→ Ejercicio escrito A
Resume como lista breve el párrafo de la página que empieza con «El hogar es el centro de mi ser», sin perder sus ideas principales.

→ Página
====================
El hogar es el centro de mi ser, allí donde puedo oir la voz que dice: “Tú eres mi hijo amado, en
quien me complazco” -la misma voz que dio vida al primer Adán y habló a Jesús, el segundo Adán;
la misma voz que habla a todos los hijos de Dios y los libera de tener que vivir en un mundo
oscuro, haciendo que permanezcan en la luz. Yo he oído esa voz. Me habló en el pasado y continúa
hablándome ahora. Es la voz del amor que no deja de llamar, que habla desde la eternidad y que
da vida y amor dondequiera que es escuchada. Cuando la oigo, sé que estoy en casa con Dios y
que no tengo que tener miedo a nada. Como el Amado de mi Padre celestial, “aunque pase por El
regreso del hijo pródigo – Henri Nouwen Pág. 14 de 50 un valle tenebroso, ningún mal temeré”
(Salmo 23,4). Como el Amado, puedo curar a los enfermos, resucitar a los muertos, limpiar a los
leprosos, arrojar a los demonios (Mt 10,8). Habiendo “recibido gratis” puedo “dar gratis.” Como el
Amado, puedo enfrentarme a cualquier cosa, consolar, amonestar, y animar sin miedo a ser
rechazado y sin necesidad de afirmación. Como el Amado, puedo sufrir persecución sin sentir
deseos de venganza, y recibir alabanzas sin tener que utilizarlas como prueba de mi bondad. Como
el Amado, puedo ser torturado y asesinado sin tener ninguna duda de que el amor que se me da
es más fuerte que la muerte. Como el Amado, soy libre para dar y libre para recibir, libre incluso
para morir al tiempo que doy vida. Jesús me hizo ver claro que yo también puedo escuchar la
misma voz que El escuchó en el río Jordán y en el Monte Tabor. Me hizo ver claro que yo, lo mismo
que Él, tengo mi casa junto al Padre. Pidiendo al Padre por sus discípulos, dice: “Ellos no
pertenecen al mundo, como tampoco pertenezco yo. Haz que ellos sean completamente tuyos por
medio de la verdad; tu palabra es la verdad. Yo los he enviado al mundo como tú me enviaste a mí.
Por ellos yo me ofrezco enteramente a ti, para que también ellos se ofrezcan enteramente a ti por
medio de la verdad.” (Jn 17,16-19) Estas palabras revelan cuál es mi verdadero hogar, mi auténtica
morada, mi casa. La fe es la que me hace confiar en que el hogar siempre ha estado allí y en que
siempre estará allí. Las manos firmes del padre descansan en los hombros del pródigo en una
bendición eterna: “Tú eres mi hijo amado, en quien me complazco.” He abandonado el hogar una
y otra vez. ¡He huido de las manos benditas y he corrido hacia lugares lejanos en busca de amor!
====================
→ Entradas proporcionadas

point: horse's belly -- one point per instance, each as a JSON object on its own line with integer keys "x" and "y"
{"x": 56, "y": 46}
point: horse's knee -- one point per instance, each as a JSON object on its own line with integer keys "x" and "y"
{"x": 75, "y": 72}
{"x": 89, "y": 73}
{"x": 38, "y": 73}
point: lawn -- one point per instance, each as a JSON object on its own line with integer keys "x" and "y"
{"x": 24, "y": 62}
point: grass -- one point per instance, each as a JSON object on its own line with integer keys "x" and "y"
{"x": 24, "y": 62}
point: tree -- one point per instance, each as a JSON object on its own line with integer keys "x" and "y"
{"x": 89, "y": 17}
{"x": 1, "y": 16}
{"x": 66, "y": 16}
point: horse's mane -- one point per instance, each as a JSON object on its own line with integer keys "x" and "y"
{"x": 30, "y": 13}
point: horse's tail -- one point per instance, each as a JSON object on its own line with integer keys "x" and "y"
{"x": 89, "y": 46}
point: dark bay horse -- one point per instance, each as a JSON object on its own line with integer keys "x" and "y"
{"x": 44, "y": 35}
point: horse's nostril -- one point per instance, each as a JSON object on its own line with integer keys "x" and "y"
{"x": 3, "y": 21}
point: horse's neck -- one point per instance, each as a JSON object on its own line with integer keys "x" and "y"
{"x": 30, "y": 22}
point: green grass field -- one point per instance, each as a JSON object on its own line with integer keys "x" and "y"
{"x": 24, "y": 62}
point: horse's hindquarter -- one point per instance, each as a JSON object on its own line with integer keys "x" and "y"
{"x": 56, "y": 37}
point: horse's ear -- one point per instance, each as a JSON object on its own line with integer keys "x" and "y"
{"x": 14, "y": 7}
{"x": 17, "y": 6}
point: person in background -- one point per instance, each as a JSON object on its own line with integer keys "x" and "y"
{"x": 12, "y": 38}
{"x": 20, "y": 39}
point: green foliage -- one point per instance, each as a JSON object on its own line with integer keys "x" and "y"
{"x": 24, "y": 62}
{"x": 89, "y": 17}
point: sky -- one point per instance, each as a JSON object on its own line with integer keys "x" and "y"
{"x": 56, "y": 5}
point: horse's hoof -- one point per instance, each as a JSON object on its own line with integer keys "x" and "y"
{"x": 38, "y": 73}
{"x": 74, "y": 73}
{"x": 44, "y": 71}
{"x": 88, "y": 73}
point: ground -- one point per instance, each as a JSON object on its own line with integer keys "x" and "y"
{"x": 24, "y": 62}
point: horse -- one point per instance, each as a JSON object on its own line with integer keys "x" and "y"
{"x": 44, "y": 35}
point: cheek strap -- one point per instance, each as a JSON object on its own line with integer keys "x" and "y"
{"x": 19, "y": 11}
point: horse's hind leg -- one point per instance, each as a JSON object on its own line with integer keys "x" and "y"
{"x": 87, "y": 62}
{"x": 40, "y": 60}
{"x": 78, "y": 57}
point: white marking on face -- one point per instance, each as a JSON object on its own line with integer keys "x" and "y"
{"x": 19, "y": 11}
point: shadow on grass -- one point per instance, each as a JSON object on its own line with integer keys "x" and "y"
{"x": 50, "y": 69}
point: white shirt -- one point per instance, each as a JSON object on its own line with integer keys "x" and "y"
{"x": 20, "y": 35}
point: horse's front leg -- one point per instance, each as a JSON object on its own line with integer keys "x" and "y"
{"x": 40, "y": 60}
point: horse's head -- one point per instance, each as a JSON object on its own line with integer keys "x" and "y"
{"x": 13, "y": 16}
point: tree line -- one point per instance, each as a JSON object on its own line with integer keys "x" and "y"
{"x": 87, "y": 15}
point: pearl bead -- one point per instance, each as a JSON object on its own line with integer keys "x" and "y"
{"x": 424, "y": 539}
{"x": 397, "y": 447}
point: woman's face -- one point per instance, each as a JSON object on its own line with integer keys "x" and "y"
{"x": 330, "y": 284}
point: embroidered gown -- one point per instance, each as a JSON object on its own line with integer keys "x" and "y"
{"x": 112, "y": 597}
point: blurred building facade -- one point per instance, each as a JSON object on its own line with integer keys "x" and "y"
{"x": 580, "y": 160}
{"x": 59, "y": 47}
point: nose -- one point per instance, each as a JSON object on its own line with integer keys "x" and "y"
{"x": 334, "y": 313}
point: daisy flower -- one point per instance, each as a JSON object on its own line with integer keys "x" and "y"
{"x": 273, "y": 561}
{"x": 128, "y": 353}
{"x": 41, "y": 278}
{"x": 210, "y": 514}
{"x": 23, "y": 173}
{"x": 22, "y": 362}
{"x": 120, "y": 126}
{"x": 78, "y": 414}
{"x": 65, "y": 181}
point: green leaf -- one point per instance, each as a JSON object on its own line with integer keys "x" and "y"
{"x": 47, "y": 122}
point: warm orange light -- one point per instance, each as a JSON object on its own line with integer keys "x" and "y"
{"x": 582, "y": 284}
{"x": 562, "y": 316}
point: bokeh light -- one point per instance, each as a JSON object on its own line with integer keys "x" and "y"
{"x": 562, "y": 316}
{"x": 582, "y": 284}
====================
→ Ejercicio escrito B
Indica cuántas líneas de las entradas contienen la palabra "light". Responde solo con el número.

→ Resultado esperado A
- El hogar es el centro de mi ser: allí oigo la voz que dice «Tú eres mi hijo amado, en quien me complazco».
- Es la misma voz que dio vida al primer Adán, habló a Jesús y habla a todos los hijos de Dios. Esa voz los libra de vivir en un mundo oscuro y los hace permanecer en la luz.
- Oí esa voz en el pasado y la sigo oyendo. Es la voz del amor que no deja de llamar, habla desde la eternidad y da vida donde se escucha.
- Cuando la oigo, sé que estoy en casa con Dios y que no tengo que temer nada (Salmo 23,4).
- Como el Amado, puedo curar enfermos, resucitar muertos, limpiar leprosos y echar demonios (Mt 10,8). Como recibí gratis, puedo dar gratis.
- Como el Amado, puedo:
  - enfrentar cualquier cosa;
  - consolar, amonestar y animar sin miedo al rechazo;
  - sufrir persecución sin buscar venganza;
  - recibir alabanzas sin usarlas como prueba de mi bondad;
  - aceptar incluso la tortura y la muerte, seguro de que el amor es más fuerte.
- Soy libre para dar, para recibir y hasta para morir dando vida.
- Jesús me mostró que puedo oír la misma voz que Él oyó en el Jordán y en el Tabor, y que mi casa está junto al Padre, como Él la tiene. Así lo muestra su oración por los discípulos (Jn 17,16-19).
- La fe me hace confiar en que ese hogar siempre ha estado allí y siempre estará.
- Las manos firmes del padre sobre los hombros del pródigo son una bendición eterna.
- Aun así, he dejado el hogar una y otra vez y he huido a lugares lejanos en busca de amor.

→ Resultado esperado B
2